Directions - Please lay out all of the material below as a two-column CSV headed input and output, one row for each text with its answer. Put each in a single quoted field, and replace any line breaks with spaces.

Items -
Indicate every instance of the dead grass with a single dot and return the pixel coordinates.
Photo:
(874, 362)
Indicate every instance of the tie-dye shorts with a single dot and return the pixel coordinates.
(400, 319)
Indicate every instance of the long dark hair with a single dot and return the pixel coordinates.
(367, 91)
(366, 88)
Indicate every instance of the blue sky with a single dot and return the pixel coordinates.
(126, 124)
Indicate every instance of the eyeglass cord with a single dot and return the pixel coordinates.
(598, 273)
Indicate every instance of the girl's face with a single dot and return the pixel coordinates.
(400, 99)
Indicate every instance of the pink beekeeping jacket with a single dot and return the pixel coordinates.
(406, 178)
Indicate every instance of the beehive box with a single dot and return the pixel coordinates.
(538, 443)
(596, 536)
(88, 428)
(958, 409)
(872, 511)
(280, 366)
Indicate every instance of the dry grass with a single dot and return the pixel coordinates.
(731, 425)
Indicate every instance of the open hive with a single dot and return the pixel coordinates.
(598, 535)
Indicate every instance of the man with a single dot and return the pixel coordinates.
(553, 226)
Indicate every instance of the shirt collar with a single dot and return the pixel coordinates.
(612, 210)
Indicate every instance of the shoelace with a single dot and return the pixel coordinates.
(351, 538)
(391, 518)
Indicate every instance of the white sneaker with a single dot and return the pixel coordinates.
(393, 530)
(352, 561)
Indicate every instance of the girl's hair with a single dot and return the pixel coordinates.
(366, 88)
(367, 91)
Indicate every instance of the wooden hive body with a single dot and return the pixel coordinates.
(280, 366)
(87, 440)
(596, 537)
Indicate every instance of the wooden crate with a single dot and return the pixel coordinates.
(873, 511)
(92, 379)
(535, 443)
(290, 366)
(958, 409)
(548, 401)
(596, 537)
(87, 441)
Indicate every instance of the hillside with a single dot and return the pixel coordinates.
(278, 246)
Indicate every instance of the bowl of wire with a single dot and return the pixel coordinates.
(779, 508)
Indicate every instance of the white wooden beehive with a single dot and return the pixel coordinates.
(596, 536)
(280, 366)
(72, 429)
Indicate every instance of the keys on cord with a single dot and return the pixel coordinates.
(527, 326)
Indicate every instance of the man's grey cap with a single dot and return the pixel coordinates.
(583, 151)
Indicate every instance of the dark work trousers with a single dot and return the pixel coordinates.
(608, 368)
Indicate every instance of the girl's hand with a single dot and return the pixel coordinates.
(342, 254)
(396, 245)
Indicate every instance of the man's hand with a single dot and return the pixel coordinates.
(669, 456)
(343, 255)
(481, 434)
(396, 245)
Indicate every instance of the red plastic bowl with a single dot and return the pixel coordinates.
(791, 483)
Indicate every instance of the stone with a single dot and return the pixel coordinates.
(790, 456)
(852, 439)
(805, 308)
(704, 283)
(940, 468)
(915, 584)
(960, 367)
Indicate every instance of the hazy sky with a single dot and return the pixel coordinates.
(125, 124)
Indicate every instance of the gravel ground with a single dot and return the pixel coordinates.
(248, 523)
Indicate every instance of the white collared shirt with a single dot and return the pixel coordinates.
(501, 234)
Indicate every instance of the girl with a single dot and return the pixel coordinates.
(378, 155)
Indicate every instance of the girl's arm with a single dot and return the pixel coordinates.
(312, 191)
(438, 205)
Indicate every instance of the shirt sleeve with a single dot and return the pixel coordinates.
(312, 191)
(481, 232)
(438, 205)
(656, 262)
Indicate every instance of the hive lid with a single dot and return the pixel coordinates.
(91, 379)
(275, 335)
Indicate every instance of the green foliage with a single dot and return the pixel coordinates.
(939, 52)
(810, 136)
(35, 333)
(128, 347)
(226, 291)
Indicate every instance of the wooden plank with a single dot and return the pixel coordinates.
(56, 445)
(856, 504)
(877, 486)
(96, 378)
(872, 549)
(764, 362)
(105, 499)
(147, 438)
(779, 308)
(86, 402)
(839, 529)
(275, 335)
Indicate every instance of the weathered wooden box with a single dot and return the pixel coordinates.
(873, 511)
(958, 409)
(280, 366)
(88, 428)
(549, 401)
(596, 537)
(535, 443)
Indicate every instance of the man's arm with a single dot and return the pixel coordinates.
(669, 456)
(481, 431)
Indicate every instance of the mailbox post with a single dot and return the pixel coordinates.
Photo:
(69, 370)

Expected answer -
input,output
"Indicate every instance of the dead grass with a single dot and return the pixel coordinates. Photo:","(874, 362)"
"Indicate every instance of the tie-dye shorts with a single dot and return the pixel coordinates.","(400, 319)"
"Indicate every instance of the long dark hair with a single dot and return the pixel coordinates.","(367, 91) (366, 88)"
"Indicate every instance of the blue sky with a single dot and return the pixel coordinates.","(126, 124)"
"Indicate every instance of the eyeglass cord with a single dot and return the pixel coordinates.","(598, 273)"
"Indicate every instance of the girl's face with a single dot and return the pixel coordinates.","(400, 99)"
"Indicate every instance of the pink beekeeping jacket with a single dot and return the pixel coordinates.","(406, 178)"
"Indicate every instance of the beehive box with a single dot and return the pixel coordinates.","(538, 443) (596, 536) (88, 428) (958, 409) (872, 511) (280, 366)"
"Indicate every instance of the dry grass with a single dot and return the pixel coordinates.","(731, 425)"
"Indicate every instance of the open hive with a single dot and return the pixel coordinates.","(598, 535)"
"Indicate every instance of the man with a single dot and return the pixel coordinates.","(553, 226)"
"Indicate every instance of the shirt collar with a single dot and return the pixel coordinates.","(612, 210)"
"Indicate every instance of the shoelace with a single dot and return the pixel coordinates.","(351, 538) (391, 518)"
"Indicate every instance of the white sneaker with a single dot and return the pixel coordinates.","(393, 530) (352, 561)"
"Indicate every instance of the girl's hair with a single dot and return the pixel coordinates.","(366, 88) (367, 91)"
"Indicate every instance of the wooden hive body with a single dot and return the pixel coordinates.","(280, 366) (87, 440) (596, 537)"
"Indicate every instance of the wooden crate with a single dot and return the pixel coordinates.","(873, 511) (92, 379) (535, 443) (290, 366) (958, 409) (548, 401) (596, 537) (87, 441)"
"Indicate every instance of the hillside with a single dot and return the pixel coordinates.","(278, 246)"
"Indicate every instance of the bowl of wire with a single dot and return the pixel coordinates.","(779, 508)"
"Indicate every instance of the white wooden beehive with a single dot and return the pixel coordinates.","(596, 536) (280, 366) (72, 429)"
"Indicate every instance of the keys on cord with a single dot and return the pixel coordinates.","(527, 326)"
"Indicate every instance of the man's grey cap with a single dot and return the pixel coordinates.","(583, 151)"
"Indicate every instance of the dark work trousers with a single dot and return the pixel coordinates.","(608, 368)"
"Indicate every instance of the girl's hand with a single dot and return the pixel coordinates.","(342, 254) (396, 245)"
"Indicate every instance of the man's hand with a single dot and return the pixel coordinates.","(669, 456) (343, 255) (481, 434) (396, 245)"
"Indicate every instance of the red plastic bowl with a single dot and return the pixel coordinates.","(791, 483)"
"Indicate every instance of the stone with a single dot and return the pixel coordinates.","(790, 456) (852, 439) (805, 308) (704, 283) (940, 468) (915, 584) (960, 367)"
"Indicate every instance of the hazy sky with a single dot and return the pixel coordinates.","(125, 124)"
"Indicate every instance of the gravel ground with a single dot and return the pixel coordinates.","(248, 523)"
"Indicate every instance of the white collared shirt with a single dot and return the pixel coordinates.","(501, 234)"
"Indicate every instance of the girl with a single dot and return the pixel coordinates.","(378, 155)"
"Indicate every instance of the girl's arm with a single dot and return the pixel coordinates.","(312, 191) (438, 205)"
"Indicate every instance of the shirt sleeve with a single dot and return the pixel coordinates.","(312, 191) (481, 232) (438, 205) (656, 262)"
"Indicate every instance of the hive lid with a single dot and return the pixel coordinates.","(91, 379) (275, 335)"
"Indicate every instance of the green foliage with a single dot and return the pixel coordinates.","(939, 52) (810, 136) (35, 333) (128, 347) (226, 291)"
"Indicate every instance of the wooden plank with a single dot and return the pixel coordinates.","(56, 445) (856, 504) (877, 486) (96, 378) (872, 549) (764, 362) (105, 499) (147, 438) (779, 308) (86, 402) (839, 529) (275, 335)"
"Indicate every instance of the weathered wooden box with a single dot and return the pixel coordinates.","(873, 511) (958, 409) (280, 366) (88, 428) (549, 401) (596, 537) (535, 443)"
"Indicate every instance of the man's arm with a single dot and return the pixel coordinates.","(669, 456) (481, 431)"
"Indicate every instance of the mailbox post with a single dot and return the pixel coordinates. Photo:","(69, 370)"